§ **Fragmento del texto**
Lo que se ha incubado en Medellín es un orden alterno regulado por las bandas armadas. Poco a poco, desde comienzos de la década del noventa, fue imponiéndose. Primero, con rostro de milicias urbanas afines a grupos guerrilleros; luego con encapuchados ligados a estructuras paramilitares; ahora con caras de bandas criminales en las que predomina la codicia.

Dice el escritor Jean-François Gayraud que “todo orden es, ante todo, territorial”. En el caso de Medellín es imposible separar orden y territorio. Eso se refleja en decenas de barrios de la ciudad, a donde es difícil ingresar libremente. La férrea defensa del territorio que ahora impera en la ciudad ocasiona una mirada escrutadora contra todo aquel que sea desconocido, lo que se convierte, según el autor francés, en “el origen de la mayoría de los comportamientos de agresividad”.

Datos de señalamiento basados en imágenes
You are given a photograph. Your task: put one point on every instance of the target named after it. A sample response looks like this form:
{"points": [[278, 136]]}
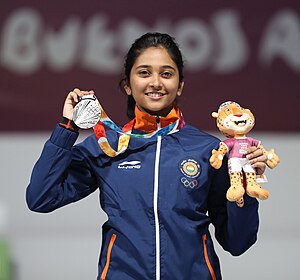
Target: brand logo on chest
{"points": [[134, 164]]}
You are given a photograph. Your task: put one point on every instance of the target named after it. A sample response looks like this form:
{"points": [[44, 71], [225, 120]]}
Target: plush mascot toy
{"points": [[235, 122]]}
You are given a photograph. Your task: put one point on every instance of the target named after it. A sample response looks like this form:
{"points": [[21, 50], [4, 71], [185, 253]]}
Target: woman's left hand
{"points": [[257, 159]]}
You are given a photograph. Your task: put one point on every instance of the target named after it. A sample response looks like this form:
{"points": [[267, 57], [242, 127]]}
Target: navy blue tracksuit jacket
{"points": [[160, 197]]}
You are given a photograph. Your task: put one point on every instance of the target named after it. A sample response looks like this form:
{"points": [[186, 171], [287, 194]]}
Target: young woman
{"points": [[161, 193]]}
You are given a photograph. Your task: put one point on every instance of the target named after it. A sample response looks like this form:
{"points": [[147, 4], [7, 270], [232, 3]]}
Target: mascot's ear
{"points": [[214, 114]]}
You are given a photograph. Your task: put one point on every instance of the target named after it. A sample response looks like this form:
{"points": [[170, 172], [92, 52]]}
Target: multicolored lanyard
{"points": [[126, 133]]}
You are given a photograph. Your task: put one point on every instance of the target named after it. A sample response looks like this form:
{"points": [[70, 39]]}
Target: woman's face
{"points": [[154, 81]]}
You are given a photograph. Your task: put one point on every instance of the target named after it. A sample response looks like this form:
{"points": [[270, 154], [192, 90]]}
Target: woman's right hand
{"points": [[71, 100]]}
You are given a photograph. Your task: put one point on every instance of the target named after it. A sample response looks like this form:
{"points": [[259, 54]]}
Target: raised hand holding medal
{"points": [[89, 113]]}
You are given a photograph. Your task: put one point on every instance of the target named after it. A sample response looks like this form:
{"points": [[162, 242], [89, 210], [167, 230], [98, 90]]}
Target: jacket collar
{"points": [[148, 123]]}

§ **Sobre el ejercicio**
Responda a partir del fragmento sobre el orden de las bandas en Medellín:
(a) ¿Desde cuándo fue imponiéndose ese orden alterno?
(b) ¿Qué predomina en las bandas criminales que lo regulan ahora?
(c) ¿Qué se convierte, según el autor francés citado, en "el origen de la mayoría de los comportamientos de agresividad"?

§ **Respuesta escrita**
(a) Desde comienzos de la década del noventa.
(b) La codicia.
(c) La mirada escrutadora contra todo aquel que sea desconocido, que ocasiona la férrea defensa del territorio.